Instruction:
Copy all of the material below line for line without changes, and leave any pictures out of your answer.

Exercise data:

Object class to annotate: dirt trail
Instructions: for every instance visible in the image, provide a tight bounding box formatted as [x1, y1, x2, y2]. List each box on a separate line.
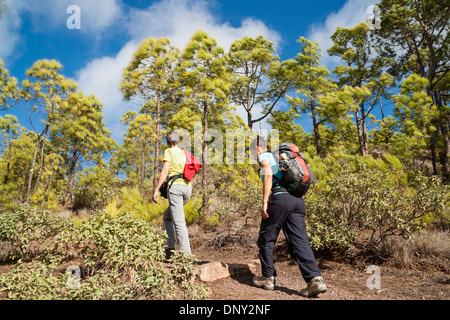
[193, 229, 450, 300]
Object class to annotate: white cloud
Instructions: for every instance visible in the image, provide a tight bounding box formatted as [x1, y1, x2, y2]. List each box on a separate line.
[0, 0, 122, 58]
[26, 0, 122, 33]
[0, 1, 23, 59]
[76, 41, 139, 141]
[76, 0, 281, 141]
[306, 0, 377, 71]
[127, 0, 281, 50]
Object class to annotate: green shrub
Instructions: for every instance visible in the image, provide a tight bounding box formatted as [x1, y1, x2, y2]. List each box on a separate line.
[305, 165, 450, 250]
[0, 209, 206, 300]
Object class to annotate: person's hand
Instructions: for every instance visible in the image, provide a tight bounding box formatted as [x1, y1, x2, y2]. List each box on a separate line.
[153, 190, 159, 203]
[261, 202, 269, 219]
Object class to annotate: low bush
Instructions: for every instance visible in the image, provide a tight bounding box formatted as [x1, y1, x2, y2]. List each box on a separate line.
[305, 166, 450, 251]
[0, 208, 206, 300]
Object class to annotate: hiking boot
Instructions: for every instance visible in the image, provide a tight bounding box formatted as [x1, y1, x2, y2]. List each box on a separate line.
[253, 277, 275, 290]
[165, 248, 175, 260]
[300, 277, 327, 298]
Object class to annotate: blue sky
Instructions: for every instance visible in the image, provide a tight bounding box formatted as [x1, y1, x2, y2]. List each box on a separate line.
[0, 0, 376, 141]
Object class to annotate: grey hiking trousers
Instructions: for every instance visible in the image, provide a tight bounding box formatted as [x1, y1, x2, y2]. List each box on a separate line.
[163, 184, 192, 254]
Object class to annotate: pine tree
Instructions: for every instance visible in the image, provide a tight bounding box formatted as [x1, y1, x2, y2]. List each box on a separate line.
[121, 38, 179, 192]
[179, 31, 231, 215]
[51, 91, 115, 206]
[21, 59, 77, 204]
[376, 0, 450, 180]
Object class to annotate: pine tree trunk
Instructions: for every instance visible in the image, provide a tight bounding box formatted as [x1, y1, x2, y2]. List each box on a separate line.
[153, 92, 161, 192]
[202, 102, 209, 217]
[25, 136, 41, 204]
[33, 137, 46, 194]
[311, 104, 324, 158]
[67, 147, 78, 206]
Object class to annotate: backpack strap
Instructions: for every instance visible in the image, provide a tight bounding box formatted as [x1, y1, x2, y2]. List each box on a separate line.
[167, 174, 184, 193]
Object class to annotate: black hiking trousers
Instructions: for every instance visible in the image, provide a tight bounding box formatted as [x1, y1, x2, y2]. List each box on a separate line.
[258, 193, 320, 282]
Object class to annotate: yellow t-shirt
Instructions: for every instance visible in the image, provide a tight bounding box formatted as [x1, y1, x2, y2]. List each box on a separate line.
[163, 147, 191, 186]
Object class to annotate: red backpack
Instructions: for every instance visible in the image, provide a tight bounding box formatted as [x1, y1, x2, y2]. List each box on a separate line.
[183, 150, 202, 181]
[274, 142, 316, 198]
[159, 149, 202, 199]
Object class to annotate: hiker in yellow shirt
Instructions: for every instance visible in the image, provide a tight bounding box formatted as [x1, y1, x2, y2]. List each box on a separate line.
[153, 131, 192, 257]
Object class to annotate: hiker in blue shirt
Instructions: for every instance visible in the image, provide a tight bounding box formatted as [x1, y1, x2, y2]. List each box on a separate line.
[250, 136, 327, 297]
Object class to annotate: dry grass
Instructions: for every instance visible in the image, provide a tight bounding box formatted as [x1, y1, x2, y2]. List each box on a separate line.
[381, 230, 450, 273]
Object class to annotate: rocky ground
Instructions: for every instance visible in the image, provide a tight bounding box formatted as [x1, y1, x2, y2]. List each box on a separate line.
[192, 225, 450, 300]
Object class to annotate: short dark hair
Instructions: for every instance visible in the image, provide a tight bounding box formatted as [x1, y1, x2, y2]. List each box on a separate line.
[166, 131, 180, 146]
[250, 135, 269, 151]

Correct result:
Object class to annotate: dirt trail
Instructions: for every instance visible in the image, provide a tight bounding box formatted as [x1, y1, x2, y2]. List each box on a separate line.
[193, 229, 450, 300]
Object class to annotate: white cloud
Instructions: for every instance visible in the image, provide a tight bounding box formatted as [x1, y1, x2, y2]. List each box on a separate line.
[0, 0, 122, 58]
[26, 0, 122, 33]
[0, 1, 23, 59]
[76, 41, 139, 141]
[76, 0, 281, 141]
[306, 0, 377, 71]
[127, 0, 281, 50]
Object class to annotate: green shrub
Instructions: for every instance visible in the image, provide a tight bounding box formatted as [x1, y1, x2, y2]. List each box on a separate line.
[305, 165, 450, 250]
[0, 209, 206, 300]
Object class to annotate: person's hand
Instructions: for every instance visible in the image, provide a tight bounding box formatted as [x1, y1, x2, y2]. List each box on a separate line.
[153, 190, 159, 203]
[261, 202, 269, 219]
Object class to annotate: low bush
Instructions: for every instance visible in the image, provide a tight bounding box formatted as [x1, y1, x2, y2]. List each box on a separate line.
[305, 166, 450, 251]
[0, 208, 206, 300]
Object class to annotate: hiking boot
Instructions: for every instance visible in the image, provide a tight bounding box formatted as [x1, y1, x2, y2]. List each box on a separate line.
[253, 277, 275, 290]
[165, 248, 175, 260]
[300, 277, 327, 298]
Object class to annotate: blue sky
Instructions: for every instance visible in the image, provide a tight bounding box formatted as [x1, y1, x2, y2]. List each box on a separate line.
[0, 0, 376, 141]
Object class to annotate: grey hiking trousers
Instructions: for every instance visible in the image, provide a tight bounding box formatted as [x1, y1, x2, y2]. List each box on a separate line.
[163, 184, 192, 254]
Object class to annotate: pine tree
Instructions: for every instance visible in the image, provide a tight bounding box formatted as [x1, y1, x2, y2]. List each box on a separate line.
[121, 38, 179, 192]
[179, 31, 231, 215]
[51, 91, 115, 206]
[21, 59, 77, 204]
[376, 0, 450, 180]
Object class to annotate: pine tree trunk
Instructions: for every instance visible in the image, provide a tight bounding box formatted as [x1, y1, x2, y2]. List each box on a separate line.
[153, 92, 161, 192]
[202, 102, 209, 217]
[25, 136, 41, 204]
[33, 137, 46, 194]
[311, 104, 324, 158]
[67, 147, 78, 206]
Object class to annotate: backpack strap
Instructions: for every instance visible in the image, provide a tight bounding box formatted as [x1, y1, x2, y2]. List each box on a separate line.
[167, 174, 184, 193]
Object class to annotate: black hiking trousers
Instructions: for every instance visible in the image, provide a tight bounding box formatted as [x1, y1, x2, y2]. List each box on a separate line.
[258, 193, 320, 282]
Object class to annotate: yellow t-shirt
Instructions: for every instance visible in the image, provide a tight bounding box formatted as [x1, y1, x2, y2]. List each box on a separate line.
[163, 147, 191, 186]
Object class to annotate: red backpack
Instructions: for every instance visible in the image, provide a tight bounding box formatted as [x1, y1, x2, y2]. List each box on a separate line.
[183, 150, 202, 181]
[274, 142, 316, 198]
[159, 149, 202, 199]
Object class to annotate: hiker in yellow shirt
Instructions: for every instance visible in the image, provide a tight bounding box formatted as [x1, y1, x2, y2]. List each box on a separate line.
[153, 131, 192, 257]
Object class to annotate: hiker in blue shirt
Instructions: for every instance visible in the image, provide a tight bounding box formatted as [x1, y1, x2, y2]. List each box on a separate line.
[250, 136, 327, 297]
Object class to annotate: dry grass
Instructions: for every instance visible in the image, provide a tight bounding box formatted as [x1, y1, x2, y2]. List each box on a separate line.
[381, 230, 450, 273]
Object class to annotate: rocky ground
Instructions: for every instance visible in the image, provide a tight bounding box formatted as [x1, y1, x2, y2]. List each box on a separate line.
[192, 225, 450, 300]
Object class to annotate: short dark hair
Instructions: for every instance visible in the image, provide a tight bounding box formatted as [x1, y1, x2, y2]. List each box on a separate line.
[166, 131, 180, 146]
[250, 135, 269, 151]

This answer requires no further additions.